-- DIRECTIONS FOR THIS TASK --
Copy out all of the material exactly as presented.

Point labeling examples
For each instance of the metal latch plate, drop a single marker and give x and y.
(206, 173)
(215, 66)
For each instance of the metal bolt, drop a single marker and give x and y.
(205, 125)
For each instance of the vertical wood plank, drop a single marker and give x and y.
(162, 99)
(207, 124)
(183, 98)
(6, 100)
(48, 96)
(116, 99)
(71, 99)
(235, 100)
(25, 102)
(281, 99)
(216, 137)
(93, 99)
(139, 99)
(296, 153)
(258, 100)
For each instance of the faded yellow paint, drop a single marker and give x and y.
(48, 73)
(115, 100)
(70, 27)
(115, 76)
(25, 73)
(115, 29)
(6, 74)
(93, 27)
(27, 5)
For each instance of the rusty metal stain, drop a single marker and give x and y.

-- EXPECTED OUTPUT --
For each instance of the metal latch plate, drop a single marker and give x and y.
(206, 173)
(215, 66)
For each instance of the metal bolt, drop a single marker and give x and y.
(205, 125)
For each instance of the vertical wood plank, drop a single marker and give x and y.
(162, 99)
(207, 124)
(183, 98)
(6, 100)
(48, 96)
(116, 99)
(71, 99)
(235, 100)
(25, 102)
(281, 99)
(216, 137)
(93, 99)
(139, 99)
(296, 153)
(258, 100)
For each instance of the faded yellow paint, drop a single marker and give x and y.
(48, 73)
(115, 100)
(70, 27)
(115, 76)
(25, 73)
(115, 29)
(6, 74)
(93, 27)
(27, 5)
For each instance of the rusty metal stain, drop a single marker and give x and y.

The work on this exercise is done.